What you will do:
- 1) Summarize the dynamic geometry notes in two sentences.
- 2) Return the stretch of the dynamic geometry notes from "4. Although this" through "figures in motion.", copied word for word.
- 3) Resume the dynamic geometry notes, starting right after their last sentence.

2. It seems that Thomas meant to ask whether it is possible for a parallelogram to be a rhombus, given the fact that the sketch is showing a parallelogram and his follow-up statement that Sarah would try to drag the parallelogram to look like a rhombus.
3. We say implicit because the actual turn of phrase “be made into” is in the passive form, indicating perhaps a move toward generality (that anyone would do it, not just Sarah).
4. Although this principle was never accepted as sufficiently rigorous by modern geometers, Poncelet's goal was to provide a way for geometry to continue the tradition of Ancient Greek geometry, in which visual reasoning is central, but provide the level of generality - greater than that of the Greeks - that his contemporaries were achieving with their algebraic methods of analytic geometry. The particular relationship between objects of one class is not evident in the geometry of static figures: both Poncelet and dynamic geometry have their figures in motion.

Given records:

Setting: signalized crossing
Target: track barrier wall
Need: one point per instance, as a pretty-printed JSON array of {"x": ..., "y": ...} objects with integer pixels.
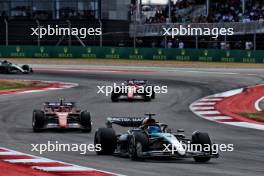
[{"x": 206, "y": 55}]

==

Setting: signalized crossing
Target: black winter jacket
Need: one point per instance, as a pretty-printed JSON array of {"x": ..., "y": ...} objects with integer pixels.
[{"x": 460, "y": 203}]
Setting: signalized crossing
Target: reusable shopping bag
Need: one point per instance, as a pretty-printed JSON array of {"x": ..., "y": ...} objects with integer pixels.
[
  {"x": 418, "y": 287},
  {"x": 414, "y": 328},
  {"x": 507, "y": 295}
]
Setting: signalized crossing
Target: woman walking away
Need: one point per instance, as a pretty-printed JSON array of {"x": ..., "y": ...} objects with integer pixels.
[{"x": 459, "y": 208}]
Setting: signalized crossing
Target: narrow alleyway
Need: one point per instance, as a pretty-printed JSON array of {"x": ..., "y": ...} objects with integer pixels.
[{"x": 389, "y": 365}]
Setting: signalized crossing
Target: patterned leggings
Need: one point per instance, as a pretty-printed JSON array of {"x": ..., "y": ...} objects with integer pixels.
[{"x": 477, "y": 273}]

* * *

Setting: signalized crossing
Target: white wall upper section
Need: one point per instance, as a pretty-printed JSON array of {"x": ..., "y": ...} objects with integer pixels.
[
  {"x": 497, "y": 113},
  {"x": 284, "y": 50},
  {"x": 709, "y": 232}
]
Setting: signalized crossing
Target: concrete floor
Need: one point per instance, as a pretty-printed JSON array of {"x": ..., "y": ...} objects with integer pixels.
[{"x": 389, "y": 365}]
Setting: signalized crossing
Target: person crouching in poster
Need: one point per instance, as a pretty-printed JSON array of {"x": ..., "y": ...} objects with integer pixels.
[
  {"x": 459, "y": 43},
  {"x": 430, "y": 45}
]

Solved problems:
- 1) The notes read Thomas as asking whether a parallelogram can be a rhombus, and they say the passive phrase "be made into" may point toward generality beyond Sarah alone. They also describe Poncelet's aim, never judged rigorous enough by modern geometers, to keep visual reasoning central to geometry while matching the generality of algebraic analytic geometry, and they note that both Poncelet and dynamic geometry set their figures in motion.

- 2)
4. Although this principle was never accepted as sufficiently rigorous by modern geometers, Poncelet's goal was to provide a way for geometry to continue the tradition of Ancient Greek geometry, in which visual reasoning is central, but provide the level of generality - greater than that of the Greeks - that his contemporaries were achieving with their algebraic methods of analytic geometry. The particular relationship between objects of one class is not evident in the geometry of static figures: both Poncelet and dynamic geometry have their figures in motion.

- 3)
5. Although Thomas did not go down this road, we find it useful to consider the way in which one could answer the new question in relation to the old one. In fact, the new question does not fully address the original form of the question (“Is <this shape> a <that shape > ?”), because it is just concerned with showing that one can make at least one rhombus out of a particular parallelogram. In order to address the original question, one must show that any parallelogram can be dragged to make any rhombus.
6. This struck us as an interesting move, perhaps indicating his wish to return to a more comfortable or familiar discourse where objects are static and continuous transformations are impossible.